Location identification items
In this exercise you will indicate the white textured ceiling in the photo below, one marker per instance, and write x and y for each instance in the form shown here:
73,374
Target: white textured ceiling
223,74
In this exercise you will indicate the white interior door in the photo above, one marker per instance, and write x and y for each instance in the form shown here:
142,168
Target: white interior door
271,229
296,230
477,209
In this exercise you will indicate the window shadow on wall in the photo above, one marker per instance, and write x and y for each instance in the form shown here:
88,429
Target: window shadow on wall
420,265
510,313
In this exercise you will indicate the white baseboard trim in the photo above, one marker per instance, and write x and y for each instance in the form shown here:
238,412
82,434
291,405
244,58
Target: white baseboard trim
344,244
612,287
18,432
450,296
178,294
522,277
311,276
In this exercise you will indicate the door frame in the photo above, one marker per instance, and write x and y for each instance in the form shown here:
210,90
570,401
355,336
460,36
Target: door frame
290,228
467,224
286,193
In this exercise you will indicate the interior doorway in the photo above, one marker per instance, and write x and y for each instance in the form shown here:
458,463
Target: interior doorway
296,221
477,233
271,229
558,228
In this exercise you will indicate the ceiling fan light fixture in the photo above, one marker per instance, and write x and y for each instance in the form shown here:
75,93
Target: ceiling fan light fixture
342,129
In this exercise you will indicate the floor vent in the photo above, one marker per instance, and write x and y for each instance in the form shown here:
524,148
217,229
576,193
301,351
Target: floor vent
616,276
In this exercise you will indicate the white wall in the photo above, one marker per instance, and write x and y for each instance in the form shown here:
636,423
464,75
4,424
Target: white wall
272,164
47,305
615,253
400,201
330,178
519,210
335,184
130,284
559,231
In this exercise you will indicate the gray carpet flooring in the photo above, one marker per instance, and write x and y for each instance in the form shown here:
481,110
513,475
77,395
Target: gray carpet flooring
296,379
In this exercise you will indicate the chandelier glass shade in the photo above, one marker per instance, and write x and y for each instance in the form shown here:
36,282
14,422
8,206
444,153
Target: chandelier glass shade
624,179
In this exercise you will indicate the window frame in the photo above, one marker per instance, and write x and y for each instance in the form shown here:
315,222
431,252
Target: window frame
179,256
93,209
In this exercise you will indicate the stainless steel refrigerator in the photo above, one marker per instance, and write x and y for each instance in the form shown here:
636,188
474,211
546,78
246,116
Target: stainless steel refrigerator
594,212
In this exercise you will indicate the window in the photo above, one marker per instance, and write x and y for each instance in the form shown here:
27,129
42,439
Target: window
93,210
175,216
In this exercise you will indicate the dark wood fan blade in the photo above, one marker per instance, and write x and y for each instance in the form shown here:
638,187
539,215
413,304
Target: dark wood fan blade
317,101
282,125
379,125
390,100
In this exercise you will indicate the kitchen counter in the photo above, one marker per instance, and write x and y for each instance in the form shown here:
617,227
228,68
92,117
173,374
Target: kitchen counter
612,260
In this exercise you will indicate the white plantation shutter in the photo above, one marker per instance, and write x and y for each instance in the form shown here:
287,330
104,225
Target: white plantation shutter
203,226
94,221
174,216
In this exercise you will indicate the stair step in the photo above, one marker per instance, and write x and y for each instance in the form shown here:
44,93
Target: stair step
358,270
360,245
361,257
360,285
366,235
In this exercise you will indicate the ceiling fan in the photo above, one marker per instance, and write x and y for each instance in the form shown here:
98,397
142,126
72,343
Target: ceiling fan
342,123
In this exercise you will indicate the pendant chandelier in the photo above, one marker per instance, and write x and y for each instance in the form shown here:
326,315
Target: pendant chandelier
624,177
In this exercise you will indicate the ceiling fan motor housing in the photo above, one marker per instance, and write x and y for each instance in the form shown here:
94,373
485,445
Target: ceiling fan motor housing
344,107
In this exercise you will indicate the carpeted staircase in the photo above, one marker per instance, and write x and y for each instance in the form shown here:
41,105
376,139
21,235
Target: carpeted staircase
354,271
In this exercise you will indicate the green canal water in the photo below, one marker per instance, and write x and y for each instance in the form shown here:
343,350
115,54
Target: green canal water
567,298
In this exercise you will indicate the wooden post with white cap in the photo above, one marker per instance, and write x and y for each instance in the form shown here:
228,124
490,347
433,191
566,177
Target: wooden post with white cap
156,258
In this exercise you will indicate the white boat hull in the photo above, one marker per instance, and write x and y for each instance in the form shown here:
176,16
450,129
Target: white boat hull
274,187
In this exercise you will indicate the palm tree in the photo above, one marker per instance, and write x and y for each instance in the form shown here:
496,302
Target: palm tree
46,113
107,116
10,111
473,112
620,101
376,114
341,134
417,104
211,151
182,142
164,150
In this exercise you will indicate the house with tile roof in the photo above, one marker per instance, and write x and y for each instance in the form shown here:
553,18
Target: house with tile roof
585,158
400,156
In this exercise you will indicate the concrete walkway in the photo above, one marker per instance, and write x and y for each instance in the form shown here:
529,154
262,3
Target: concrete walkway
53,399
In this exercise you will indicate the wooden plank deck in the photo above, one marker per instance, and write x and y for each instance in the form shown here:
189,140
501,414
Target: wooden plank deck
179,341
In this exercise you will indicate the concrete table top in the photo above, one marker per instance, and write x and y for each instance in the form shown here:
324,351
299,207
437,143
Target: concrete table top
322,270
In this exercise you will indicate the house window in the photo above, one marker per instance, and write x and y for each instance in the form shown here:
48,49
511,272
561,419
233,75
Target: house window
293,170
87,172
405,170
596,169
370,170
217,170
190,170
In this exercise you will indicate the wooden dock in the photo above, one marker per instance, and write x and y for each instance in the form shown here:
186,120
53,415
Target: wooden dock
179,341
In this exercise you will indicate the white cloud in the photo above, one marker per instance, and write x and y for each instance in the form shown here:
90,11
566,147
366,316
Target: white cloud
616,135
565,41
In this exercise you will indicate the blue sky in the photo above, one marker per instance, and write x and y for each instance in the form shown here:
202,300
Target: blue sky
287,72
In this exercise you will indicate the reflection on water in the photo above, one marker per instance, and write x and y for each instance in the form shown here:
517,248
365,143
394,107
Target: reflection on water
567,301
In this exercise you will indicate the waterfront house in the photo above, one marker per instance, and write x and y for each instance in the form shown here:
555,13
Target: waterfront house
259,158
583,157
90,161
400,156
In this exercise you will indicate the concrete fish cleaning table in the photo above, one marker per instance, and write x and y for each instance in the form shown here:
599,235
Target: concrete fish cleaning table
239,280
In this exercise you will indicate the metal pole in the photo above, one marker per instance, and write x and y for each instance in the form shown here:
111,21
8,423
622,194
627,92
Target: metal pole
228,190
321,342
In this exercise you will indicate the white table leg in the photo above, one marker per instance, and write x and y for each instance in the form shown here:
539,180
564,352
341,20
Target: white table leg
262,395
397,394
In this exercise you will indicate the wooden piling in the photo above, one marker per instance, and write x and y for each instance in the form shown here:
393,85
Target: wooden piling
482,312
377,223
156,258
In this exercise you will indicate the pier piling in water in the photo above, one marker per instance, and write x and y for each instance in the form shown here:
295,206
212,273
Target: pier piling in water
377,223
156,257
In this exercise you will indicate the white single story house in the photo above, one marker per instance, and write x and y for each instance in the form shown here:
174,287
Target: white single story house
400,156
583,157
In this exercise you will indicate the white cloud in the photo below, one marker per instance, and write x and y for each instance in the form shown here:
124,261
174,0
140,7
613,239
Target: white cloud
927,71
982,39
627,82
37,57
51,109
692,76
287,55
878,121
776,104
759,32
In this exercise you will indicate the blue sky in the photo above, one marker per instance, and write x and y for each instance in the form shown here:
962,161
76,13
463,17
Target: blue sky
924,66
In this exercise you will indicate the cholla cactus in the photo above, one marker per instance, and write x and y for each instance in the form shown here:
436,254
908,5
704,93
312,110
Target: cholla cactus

Brief
The entries above should be repeated exactly, every one of them.

Complete output
In this exercise you will indicate the white textured ceiling in the photo below, one marker per instance, and write x and y for each instance in the form shown here:
73,374
Target: white textured ceiling
223,74
In this exercise you will indicate the white interior door in the photo above, one marker per instance, and write x and y for each instance in the form shown here:
142,168
Target: white interior door
271,229
296,230
477,209
In this exercise you will indicate the window shadow on wall in the photo above, one marker per instance, and write x and y for each instance in the form shown here:
88,429
Target: window shadow on wall
420,265
510,313
In this exercise you will indicate the white baseboard trim in the photo above, one marker per instance, and write x and y for each instance in the form shown here:
238,412
82,434
291,405
244,58
Target: white baseboard trim
344,244
612,287
18,432
450,296
178,294
522,277
311,276
In this exercise you will indicate the door frame in the photo above, one marker per instance, and write x and y for each instance in the form shown here:
210,90
570,401
355,336
460,36
Target: door frame
290,228
467,224
286,193
In this exercise you will indicate the interior doorway in the photo above, one marker per instance, and write x and y for each instance in the form shown here:
458,463
Target: interior doorway
296,221
477,233
271,229
558,228
In this exercise you will indicate the ceiling fan light fixture in the photo above, one marker per instance, and write x and y for each instance in the form shown here:
75,93
Target: ceiling fan light fixture
342,129
In this exercise you will indicate the floor vent in the photo above, one marker per instance, and write x and y for each instance in the form shown here:
524,148
217,229
576,193
301,351
Target: floor vent
616,276
In this exercise you will indicate the white wall in the photo above, one marker per instance, and write x and y for each instance in the form shown here:
636,423
464,75
4,424
Target: white wall
272,164
47,305
615,253
400,201
330,178
519,210
335,184
130,284
559,231
In this exercise you will indicate the gray carpet flooring in the photo above, one marker per instance, and write x and y for each instance in the form shown here:
481,110
513,475
77,395
Target: gray carpet flooring
296,379
In this exercise you will indicate the chandelier glass shade in the photo above, one marker per instance, and write x and y for each instance in the form shown here:
36,282
14,422
8,206
444,153
Target: chandelier glass shade
624,179
In this exercise you will indicate the window frame in the photo above, one marker per instance, and write x and y for each instance in the form shown here:
315,222
431,252
Target: window frame
179,256
93,209
In this exercise you will indicate the stainless steel refrigerator in the photo above, one marker per instance, and write x and y for each instance in the form shown here:
636,188
474,211
546,78
246,116
Target: stainless steel refrigerator
594,212
In this exercise you will indicate the window in the photo above, one marker per instance, and write x and y for each instance in the form shown here:
27,129
42,439
Target: window
93,210
175,216
In this exercise you will indicate the dark wood fan blade in the photo above, one marker per instance, and write x and y for each instance in the form shown here:
638,187
539,215
413,304
Target: dark wood fan blade
317,101
282,125
379,125
390,100
In this exercise you will indicate the kitchen counter in the photo above, one marker per instance, and write x and y for each instance in the form shown here:
617,227
228,68
92,117
173,374
Target: kitchen counter
612,260
In this exercise you will indicate the white plantation shutter in the photo above, one marker per instance, and write x and y for each instance in the form shown here:
287,330
104,225
Target: white plantation shutter
203,226
94,221
174,216
In this exercise you will indicate the stair step in the photo above, one marker per instance, and write x and y for each instance in the form shown here:
44,93
Target: stair step
358,270
360,245
361,257
360,285
366,235
In this exercise you will indicate the ceiling fan in the photo above, one marker per instance, and write x and y for each instance in the form shown here:
98,397
142,126
72,343
Target: ceiling fan
342,123
In this exercise you will indicate the pendant chandelier in the photo above, one marker per instance, and write x and y for each instance in the form shown here:
326,315
Target: pendant chandelier
624,177
In this exercise you will indicate the ceiling fan motor housing in the photo above, one marker per instance, and write x and y for each instance in the form shown here:
94,373
485,445
Target: ceiling fan motor housing
344,107
In this exercise you will indicate the carpeted staircase in the photo above, one marker per instance, and write x and y for each instance in the form shown here:
41,105
376,139
21,235
Target: carpeted staircase
354,271
In this exercise you will indicate the green canal water in the photo below, one marker per instance, and write x and y for each instance in the form shown here:
343,350
115,54
Target: green canal water
567,298
In this exercise you will indicate the wooden post with white cap in the photo above, one marker per instance, and write x and y for each instance in the form shown here:
228,124
490,347
433,191
566,177
Target: wooden post with white cap
156,258
In this exercise you will indicate the white boat hull in the photo above, one marker per instance, and write x and y for each instance in the form shown here:
176,16
450,129
Target: white boat hull
274,187
In this exercise you will indicate the palm tree in the photo above, one marker per instance, and write x and y for each instance in the form shown here:
496,302
Target: palm tree
46,113
107,116
10,111
473,112
620,101
376,114
341,134
417,104
211,151
182,142
164,150
In this exercise you will indicate the house with tile roof in the photo above, one marker per instance, and write x and y for each instance in the form shown here:
553,18
Target: house with tile roof
585,158
400,156
In this exercise you will indicate the concrete walkway in the photo above, one marker per instance, and write x and y for each instance in the form shown here:
529,154
262,3
Target: concrete walkway
53,399
In this exercise you will indicate the wooden plank deck in the photo above, one marker per instance, and write x and y for each instance in the form shown here:
189,140
501,414
Target: wooden plank deck
179,341
In this exercise you will indicate the concrete table top in the photo above, one marker per instance, and write x and y for each instance in the form shown here:
324,351
299,207
437,143
Target: concrete table top
322,270
In this exercise you will indicate the house window in the photo above, one marker per instance, and write x and y for each instance in the form shown here:
48,49
511,272
561,419
233,75
Target: house window
293,170
87,172
405,170
596,169
370,170
217,170
190,170
In this exercise you will indicate the wooden dock in the photo above, one marker per instance, and write x and y for each instance in the form shown here:
186,120
53,415
Target: wooden dock
179,341
In this exercise you will indicate the white cloud in the photo above, one marker per instance, and write x and y for each instance in the form shown here:
90,11
566,147
366,316
Target: white cloud
616,135
565,41
In this exercise you will indicate the blue sky in the photo above, one marker per instance, and write x and y for each instance in the form shown here:
202,300
Target: blue sky
287,72
In this exercise you will indicate the reflection on water in the photo above, one marker per instance, and write x and y for each instance in the form shown here:
517,248
365,143
394,107
Target: reflection on water
567,301
In this exercise you will indicate the waterfront house in the photo above, one marker per instance, and write x and y for each instance in the form shown here:
555,13
Target: waterfront house
259,158
583,157
90,161
400,156
In this exercise you will indicate the concrete fish cleaning table in the photo above, one marker per instance, and write x and y for each instance in the form shown here:
599,235
Target: concrete fish cleaning table
239,280
In this exercise you will indicate the metal pole in the photo above, one marker per instance, and write x and y for each instance in the form shown here:
111,21
8,423
622,194
627,92
Target: metal pole
228,190
321,342
In this exercise you will indicate the white table leg in the photo above, one marker per instance, and write x and y for each instance in the form shown here:
539,180
564,352
341,20
Target: white table leg
262,395
397,394
In this exercise you will indicate the wooden piling in the photo above, one marker per instance, and write x and y for each instance in the form shown here:
393,85
Target: wooden piling
482,312
377,223
156,258
In this exercise you will indicate the pier piling in water in the photo above, one marker per instance, and write x and y for each instance in the form shown here:
295,206
212,273
Target: pier piling in water
377,223
156,257
In this exercise you will indicate the white single story house in the photo above, one marker per instance, and write x and y for each instance in the form shown here:
174,287
Target: white single story house
400,156
583,157
In this exercise you will indicate the white cloud in the photo below, one marker per instance, and write x and y for each instance in the form shown here:
124,261
174,0
140,7
613,239
Target: white cloud
927,71
982,39
627,82
37,57
51,109
692,76
287,55
878,121
776,104
759,32
In this exercise you will indicate the blue sky in the photo above, one marker per instance, and write x and y for each instance in the form shown here:
962,161
76,13
463,17
Target: blue sky
924,66
In this exercise you will indicate the cholla cactus in the photo above, one marker per instance, and write x and y for each instance in the form shown here:
436,254
908,5
704,93
312,110
Target: cholla cactus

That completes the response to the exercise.